▶ _WHAT YOU ARE ASKED TO DO_: Starting at the line that holds "Annotate each instance of the dirt", restate every line word for word up to and including the last one in the listing below, and omit all pictures.

────

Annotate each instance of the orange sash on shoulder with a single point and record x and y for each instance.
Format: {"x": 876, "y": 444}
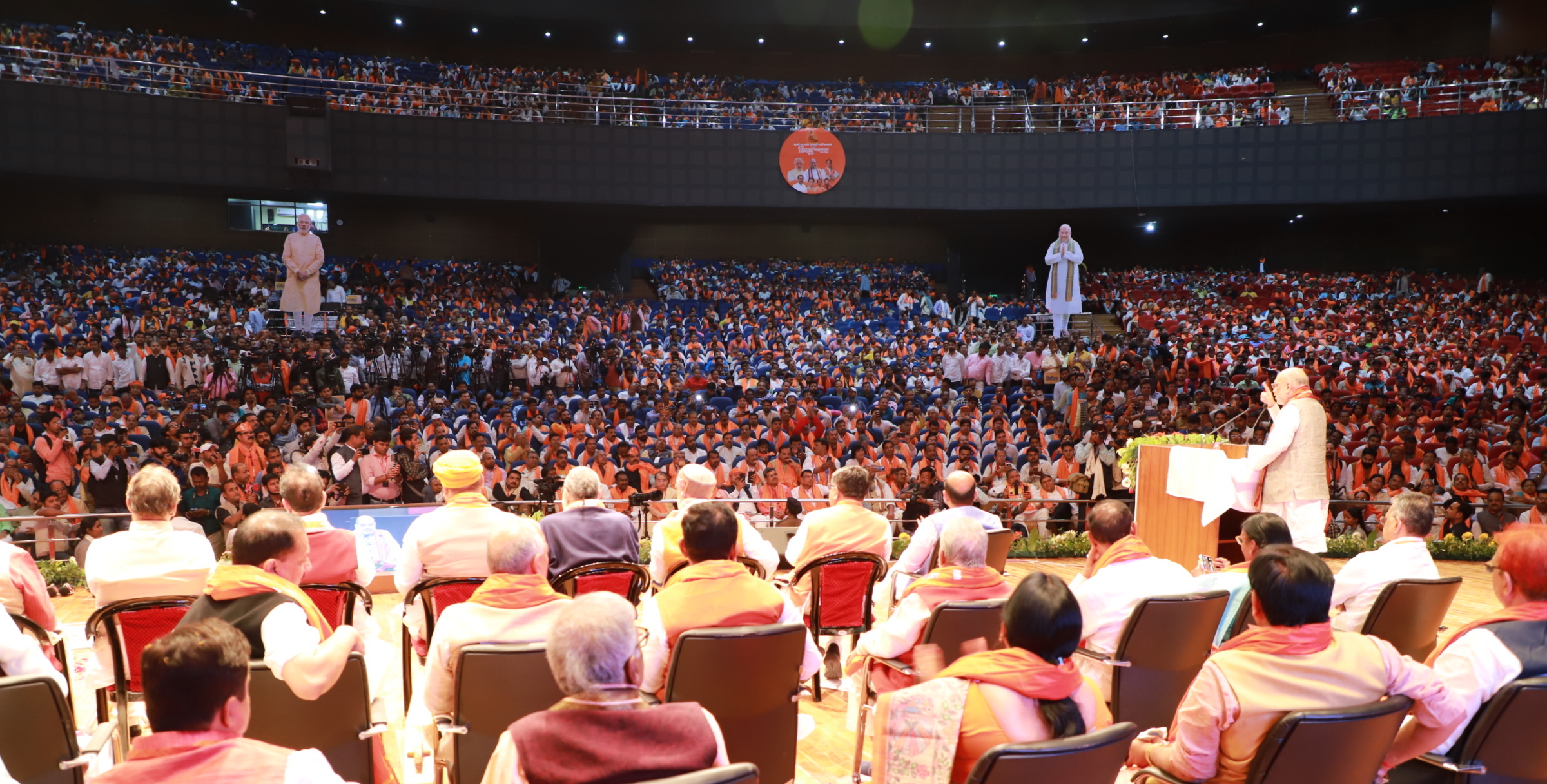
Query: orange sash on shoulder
{"x": 516, "y": 591}
{"x": 1128, "y": 548}
{"x": 1283, "y": 640}
{"x": 240, "y": 580}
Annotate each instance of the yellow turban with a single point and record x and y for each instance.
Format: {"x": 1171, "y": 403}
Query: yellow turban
{"x": 458, "y": 468}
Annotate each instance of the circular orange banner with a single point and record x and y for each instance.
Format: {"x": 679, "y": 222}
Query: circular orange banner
{"x": 811, "y": 161}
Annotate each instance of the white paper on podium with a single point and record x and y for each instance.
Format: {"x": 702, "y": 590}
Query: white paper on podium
{"x": 1201, "y": 475}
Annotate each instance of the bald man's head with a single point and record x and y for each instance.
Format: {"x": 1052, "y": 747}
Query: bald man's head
{"x": 961, "y": 489}
{"x": 697, "y": 481}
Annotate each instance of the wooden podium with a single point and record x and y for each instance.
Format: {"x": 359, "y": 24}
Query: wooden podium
{"x": 1167, "y": 523}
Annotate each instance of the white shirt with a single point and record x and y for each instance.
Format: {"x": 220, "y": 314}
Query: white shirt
{"x": 1359, "y": 584}
{"x": 21, "y": 655}
{"x": 656, "y": 655}
{"x": 917, "y": 555}
{"x": 1110, "y": 597}
{"x": 1475, "y": 669}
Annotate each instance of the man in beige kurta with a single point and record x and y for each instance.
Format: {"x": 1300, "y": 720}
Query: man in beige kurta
{"x": 304, "y": 257}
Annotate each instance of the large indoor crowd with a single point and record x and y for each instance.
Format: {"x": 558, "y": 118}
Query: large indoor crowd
{"x": 217, "y": 70}
{"x": 179, "y": 432}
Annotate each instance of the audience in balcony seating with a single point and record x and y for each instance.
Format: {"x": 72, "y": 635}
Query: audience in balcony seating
{"x": 602, "y": 731}
{"x": 195, "y": 682}
{"x": 1290, "y": 661}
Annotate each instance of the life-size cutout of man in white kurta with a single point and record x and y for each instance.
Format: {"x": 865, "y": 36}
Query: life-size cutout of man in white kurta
{"x": 1064, "y": 280}
{"x": 304, "y": 257}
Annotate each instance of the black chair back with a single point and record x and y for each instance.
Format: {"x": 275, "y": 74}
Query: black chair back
{"x": 1243, "y": 617}
{"x": 732, "y": 774}
{"x": 1165, "y": 644}
{"x": 1000, "y": 548}
{"x": 497, "y": 685}
{"x": 757, "y": 713}
{"x": 37, "y": 732}
{"x": 1336, "y": 746}
{"x": 1507, "y": 735}
{"x": 1408, "y": 615}
{"x": 330, "y": 724}
{"x": 1093, "y": 758}
{"x": 957, "y": 622}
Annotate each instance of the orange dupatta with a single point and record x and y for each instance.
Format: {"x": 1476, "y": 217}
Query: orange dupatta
{"x": 1125, "y": 550}
{"x": 1528, "y": 611}
{"x": 516, "y": 591}
{"x": 1283, "y": 640}
{"x": 240, "y": 580}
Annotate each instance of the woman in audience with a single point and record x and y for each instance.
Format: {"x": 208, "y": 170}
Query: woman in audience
{"x": 1026, "y": 692}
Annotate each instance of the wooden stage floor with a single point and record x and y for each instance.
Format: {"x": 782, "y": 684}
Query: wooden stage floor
{"x": 825, "y": 755}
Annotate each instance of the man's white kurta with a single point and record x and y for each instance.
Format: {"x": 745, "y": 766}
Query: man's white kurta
{"x": 1064, "y": 277}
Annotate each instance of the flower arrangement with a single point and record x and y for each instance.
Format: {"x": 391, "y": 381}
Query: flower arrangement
{"x": 1450, "y": 548}
{"x": 63, "y": 573}
{"x": 1128, "y": 454}
{"x": 1066, "y": 545}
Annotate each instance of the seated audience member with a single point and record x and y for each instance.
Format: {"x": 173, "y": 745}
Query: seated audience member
{"x": 452, "y": 540}
{"x": 587, "y": 531}
{"x": 257, "y": 593}
{"x": 961, "y": 577}
{"x": 1022, "y": 693}
{"x": 1402, "y": 557}
{"x": 1290, "y": 661}
{"x": 697, "y": 484}
{"x": 195, "y": 682}
{"x": 1257, "y": 532}
{"x": 602, "y": 731}
{"x": 22, "y": 588}
{"x": 22, "y": 655}
{"x": 148, "y": 560}
{"x": 712, "y": 591}
{"x": 961, "y": 491}
{"x": 514, "y": 605}
{"x": 1119, "y": 573}
{"x": 845, "y": 526}
{"x": 1489, "y": 653}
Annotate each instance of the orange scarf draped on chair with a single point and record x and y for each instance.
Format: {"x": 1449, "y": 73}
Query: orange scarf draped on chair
{"x": 238, "y": 580}
{"x": 1528, "y": 611}
{"x": 1283, "y": 640}
{"x": 516, "y": 591}
{"x": 1125, "y": 550}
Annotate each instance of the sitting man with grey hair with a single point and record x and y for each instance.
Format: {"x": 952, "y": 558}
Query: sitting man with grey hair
{"x": 697, "y": 484}
{"x": 963, "y": 576}
{"x": 1402, "y": 557}
{"x": 587, "y": 531}
{"x": 514, "y": 605}
{"x": 602, "y": 731}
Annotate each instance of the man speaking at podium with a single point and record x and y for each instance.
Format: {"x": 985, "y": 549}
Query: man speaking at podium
{"x": 1294, "y": 461}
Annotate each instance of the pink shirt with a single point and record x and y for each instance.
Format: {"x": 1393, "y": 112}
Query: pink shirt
{"x": 1211, "y": 709}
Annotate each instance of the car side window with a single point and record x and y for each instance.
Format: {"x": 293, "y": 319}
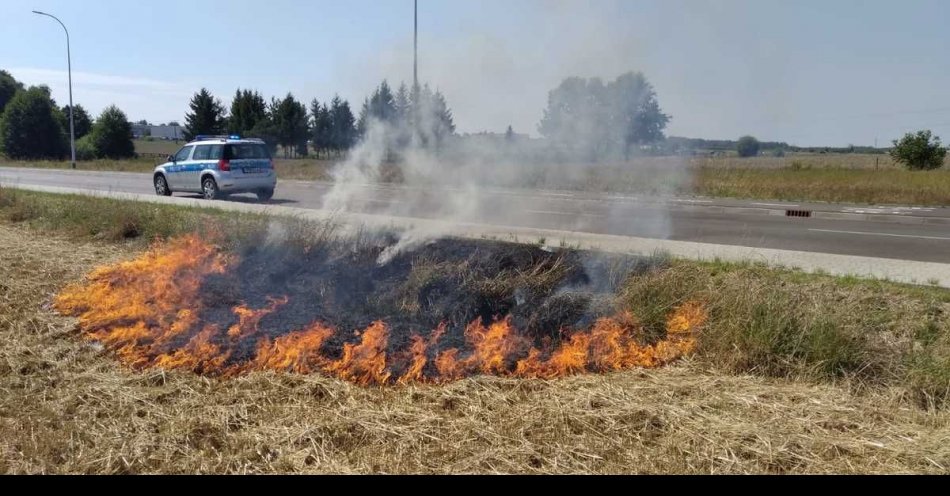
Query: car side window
{"x": 183, "y": 154}
{"x": 202, "y": 153}
{"x": 216, "y": 152}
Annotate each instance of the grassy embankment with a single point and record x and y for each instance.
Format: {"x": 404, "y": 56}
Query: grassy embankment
{"x": 793, "y": 373}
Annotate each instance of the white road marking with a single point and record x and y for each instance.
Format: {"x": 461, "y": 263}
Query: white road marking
{"x": 571, "y": 214}
{"x": 881, "y": 234}
{"x": 385, "y": 202}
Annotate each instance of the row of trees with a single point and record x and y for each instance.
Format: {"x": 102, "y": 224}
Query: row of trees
{"x": 598, "y": 120}
{"x": 32, "y": 126}
{"x": 285, "y": 122}
{"x": 419, "y": 117}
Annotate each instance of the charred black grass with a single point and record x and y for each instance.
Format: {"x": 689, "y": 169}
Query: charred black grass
{"x": 765, "y": 322}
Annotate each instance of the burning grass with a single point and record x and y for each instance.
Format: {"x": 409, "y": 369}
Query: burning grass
{"x": 168, "y": 309}
{"x": 69, "y": 407}
{"x": 791, "y": 373}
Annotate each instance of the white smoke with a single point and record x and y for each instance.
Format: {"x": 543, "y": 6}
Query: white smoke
{"x": 475, "y": 179}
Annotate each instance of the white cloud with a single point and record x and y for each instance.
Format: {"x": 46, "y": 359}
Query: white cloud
{"x": 139, "y": 98}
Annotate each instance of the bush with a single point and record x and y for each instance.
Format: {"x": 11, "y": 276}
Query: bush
{"x": 85, "y": 148}
{"x": 748, "y": 146}
{"x": 112, "y": 135}
{"x": 919, "y": 151}
{"x": 30, "y": 126}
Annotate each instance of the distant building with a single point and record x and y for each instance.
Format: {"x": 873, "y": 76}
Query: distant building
{"x": 165, "y": 132}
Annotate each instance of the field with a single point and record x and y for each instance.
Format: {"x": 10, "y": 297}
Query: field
{"x": 846, "y": 178}
{"x": 792, "y": 373}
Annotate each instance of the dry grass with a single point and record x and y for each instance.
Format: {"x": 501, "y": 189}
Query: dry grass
{"x": 831, "y": 184}
{"x": 67, "y": 407}
{"x": 854, "y": 178}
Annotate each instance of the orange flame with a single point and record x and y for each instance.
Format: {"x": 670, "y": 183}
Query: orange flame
{"x": 148, "y": 311}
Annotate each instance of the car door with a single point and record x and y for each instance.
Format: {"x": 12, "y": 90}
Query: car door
{"x": 176, "y": 171}
{"x": 200, "y": 160}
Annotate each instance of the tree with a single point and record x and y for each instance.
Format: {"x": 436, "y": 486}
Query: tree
{"x": 207, "y": 116}
{"x": 112, "y": 134}
{"x": 8, "y": 87}
{"x": 362, "y": 124}
{"x": 82, "y": 124}
{"x": 321, "y": 127}
{"x": 290, "y": 118}
{"x": 247, "y": 109}
{"x": 382, "y": 105}
{"x": 443, "y": 125}
{"x": 748, "y": 146}
{"x": 31, "y": 128}
{"x": 598, "y": 119}
{"x": 919, "y": 151}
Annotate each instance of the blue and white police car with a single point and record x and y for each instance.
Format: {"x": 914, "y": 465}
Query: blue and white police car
{"x": 217, "y": 166}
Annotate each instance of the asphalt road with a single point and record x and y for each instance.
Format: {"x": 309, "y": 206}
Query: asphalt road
{"x": 896, "y": 232}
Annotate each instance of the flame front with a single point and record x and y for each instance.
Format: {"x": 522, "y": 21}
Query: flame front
{"x": 148, "y": 311}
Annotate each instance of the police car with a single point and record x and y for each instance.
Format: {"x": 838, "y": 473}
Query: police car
{"x": 216, "y": 166}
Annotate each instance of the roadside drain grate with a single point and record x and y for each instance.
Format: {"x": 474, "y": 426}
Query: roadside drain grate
{"x": 798, "y": 213}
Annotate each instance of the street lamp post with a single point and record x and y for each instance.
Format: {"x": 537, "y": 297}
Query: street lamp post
{"x": 69, "y": 65}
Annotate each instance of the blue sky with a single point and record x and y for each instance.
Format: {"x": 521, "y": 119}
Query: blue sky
{"x": 808, "y": 72}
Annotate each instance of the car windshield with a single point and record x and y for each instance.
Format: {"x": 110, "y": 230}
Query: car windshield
{"x": 246, "y": 151}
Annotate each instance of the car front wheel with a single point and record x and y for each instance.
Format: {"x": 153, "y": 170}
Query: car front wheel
{"x": 265, "y": 194}
{"x": 161, "y": 186}
{"x": 209, "y": 189}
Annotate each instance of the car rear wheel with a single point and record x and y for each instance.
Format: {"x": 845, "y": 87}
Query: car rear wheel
{"x": 209, "y": 189}
{"x": 161, "y": 186}
{"x": 265, "y": 194}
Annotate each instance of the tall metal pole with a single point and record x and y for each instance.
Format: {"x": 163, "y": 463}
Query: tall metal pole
{"x": 69, "y": 65}
{"x": 415, "y": 45}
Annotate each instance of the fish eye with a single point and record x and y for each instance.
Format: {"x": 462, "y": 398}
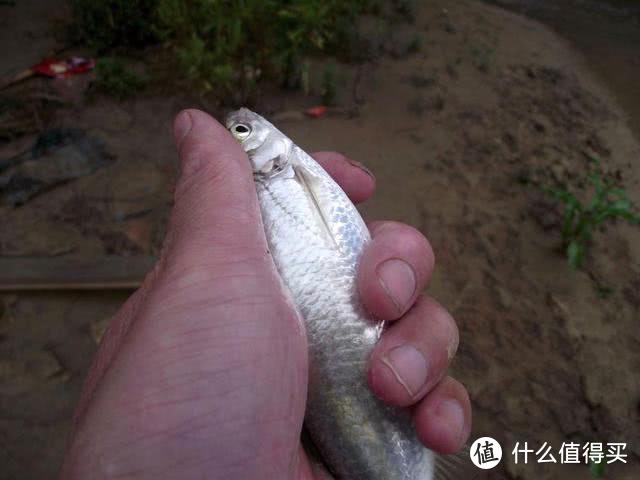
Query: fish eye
{"x": 241, "y": 130}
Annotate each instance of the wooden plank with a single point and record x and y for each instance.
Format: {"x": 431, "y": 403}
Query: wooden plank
{"x": 60, "y": 273}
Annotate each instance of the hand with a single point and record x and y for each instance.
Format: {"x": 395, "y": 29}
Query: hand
{"x": 203, "y": 372}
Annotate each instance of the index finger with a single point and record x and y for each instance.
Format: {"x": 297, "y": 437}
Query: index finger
{"x": 354, "y": 178}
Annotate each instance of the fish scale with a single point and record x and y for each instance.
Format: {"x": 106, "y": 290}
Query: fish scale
{"x": 316, "y": 237}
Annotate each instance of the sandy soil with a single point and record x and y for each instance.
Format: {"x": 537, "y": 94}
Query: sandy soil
{"x": 451, "y": 131}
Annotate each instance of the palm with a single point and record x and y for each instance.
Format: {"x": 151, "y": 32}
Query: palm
{"x": 203, "y": 372}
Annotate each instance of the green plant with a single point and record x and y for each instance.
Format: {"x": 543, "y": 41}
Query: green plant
{"x": 329, "y": 88}
{"x": 580, "y": 219}
{"x": 105, "y": 24}
{"x": 115, "y": 79}
{"x": 230, "y": 45}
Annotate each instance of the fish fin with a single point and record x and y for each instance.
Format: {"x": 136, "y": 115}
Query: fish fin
{"x": 456, "y": 466}
{"x": 311, "y": 180}
{"x": 331, "y": 203}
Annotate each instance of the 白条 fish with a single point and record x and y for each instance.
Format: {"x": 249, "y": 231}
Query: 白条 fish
{"x": 316, "y": 237}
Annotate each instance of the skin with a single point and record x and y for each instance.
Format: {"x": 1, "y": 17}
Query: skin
{"x": 202, "y": 373}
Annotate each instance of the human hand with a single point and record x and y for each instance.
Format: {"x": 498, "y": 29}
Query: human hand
{"x": 203, "y": 372}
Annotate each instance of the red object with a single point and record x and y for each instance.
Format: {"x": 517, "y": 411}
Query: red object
{"x": 316, "y": 111}
{"x": 51, "y": 67}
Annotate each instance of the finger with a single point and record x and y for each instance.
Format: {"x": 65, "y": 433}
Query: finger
{"x": 395, "y": 267}
{"x": 354, "y": 178}
{"x": 413, "y": 354}
{"x": 215, "y": 200}
{"x": 443, "y": 418}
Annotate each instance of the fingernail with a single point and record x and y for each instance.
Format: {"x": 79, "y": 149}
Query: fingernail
{"x": 451, "y": 414}
{"x": 399, "y": 282}
{"x": 362, "y": 167}
{"x": 182, "y": 126}
{"x": 409, "y": 367}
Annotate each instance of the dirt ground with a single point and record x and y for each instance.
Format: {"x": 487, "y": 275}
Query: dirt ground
{"x": 451, "y": 132}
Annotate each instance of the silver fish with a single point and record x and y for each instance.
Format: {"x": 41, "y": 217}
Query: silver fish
{"x": 316, "y": 237}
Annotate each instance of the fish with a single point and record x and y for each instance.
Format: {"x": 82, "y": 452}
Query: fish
{"x": 316, "y": 237}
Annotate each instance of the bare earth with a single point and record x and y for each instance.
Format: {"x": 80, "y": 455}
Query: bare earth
{"x": 450, "y": 131}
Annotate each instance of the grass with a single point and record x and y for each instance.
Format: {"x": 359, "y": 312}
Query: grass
{"x": 609, "y": 201}
{"x": 222, "y": 46}
{"x": 230, "y": 47}
{"x": 115, "y": 79}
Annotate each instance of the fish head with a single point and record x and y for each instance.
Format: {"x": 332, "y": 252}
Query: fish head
{"x": 266, "y": 147}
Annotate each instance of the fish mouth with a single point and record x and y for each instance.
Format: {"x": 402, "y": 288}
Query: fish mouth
{"x": 242, "y": 115}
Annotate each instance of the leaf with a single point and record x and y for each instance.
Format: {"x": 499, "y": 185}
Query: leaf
{"x": 575, "y": 254}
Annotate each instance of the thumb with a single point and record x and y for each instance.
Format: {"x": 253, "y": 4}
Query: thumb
{"x": 216, "y": 214}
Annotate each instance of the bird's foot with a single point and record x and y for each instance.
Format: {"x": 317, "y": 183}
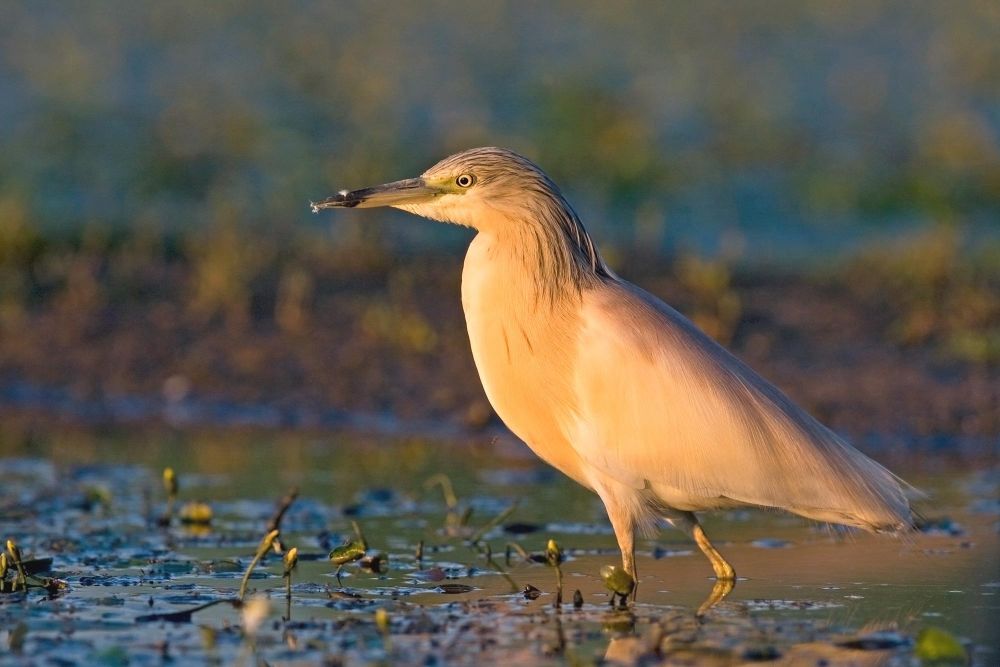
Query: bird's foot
{"x": 722, "y": 588}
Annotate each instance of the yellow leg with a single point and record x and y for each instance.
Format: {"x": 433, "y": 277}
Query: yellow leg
{"x": 725, "y": 575}
{"x": 723, "y": 570}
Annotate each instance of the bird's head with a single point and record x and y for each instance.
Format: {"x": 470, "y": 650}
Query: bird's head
{"x": 475, "y": 188}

────

▶ _TASK RESPONSE_:
Annotate each instance of the dirt ground with a single point and record x and y for each instance.
Format: {"x": 487, "y": 275}
Query: dirt ground
{"x": 451, "y": 132}
Annotate each instance of the silver fish with a single point and record x and y for each instance.
Format: {"x": 41, "y": 217}
Query: silver fish
{"x": 316, "y": 237}
Annotate each instance of the fish with a single point and record x and y for each instance.
Format: {"x": 82, "y": 452}
Query: fish
{"x": 316, "y": 237}
Annotate each instance of the bare earth with a single point and record x and y for each instance.
Format: {"x": 80, "y": 455}
Query: bare earth
{"x": 450, "y": 131}
Annotate each instance of the grass with a single point and record x and y for each instance.
Format: {"x": 359, "y": 312}
Query: grass
{"x": 609, "y": 201}
{"x": 222, "y": 46}
{"x": 230, "y": 47}
{"x": 115, "y": 79}
Annotate each instance of the fish head with a single point and record x and y for each instance.
Format: {"x": 332, "y": 252}
Query: fish head
{"x": 266, "y": 147}
Annotate each instance of the fish mouth with a single point and record x and y for each instance.
Format: {"x": 402, "y": 288}
Query: fish mouth
{"x": 242, "y": 115}
Annotate each instance of the leaf with a single point and record x and y for each instance.
Format: {"x": 499, "y": 185}
Query: leaf
{"x": 575, "y": 254}
Annotate each instance of the thumb with a single point and record x and y for each instance.
Format: {"x": 253, "y": 4}
Query: thumb
{"x": 216, "y": 214}
Annotate each instance of the bird's foot with a single point and record x and y for each instance.
Format: {"x": 317, "y": 183}
Query: bird's foot
{"x": 722, "y": 588}
Annotate each instance of the yellow leg with a single point and record x and y for each instance.
Format: {"x": 433, "y": 277}
Query: yellow leg
{"x": 725, "y": 575}
{"x": 723, "y": 570}
Annotate each instance of the bird's head with a single point and record x and y for each instance.
Format: {"x": 470, "y": 650}
Query: bird's head
{"x": 475, "y": 188}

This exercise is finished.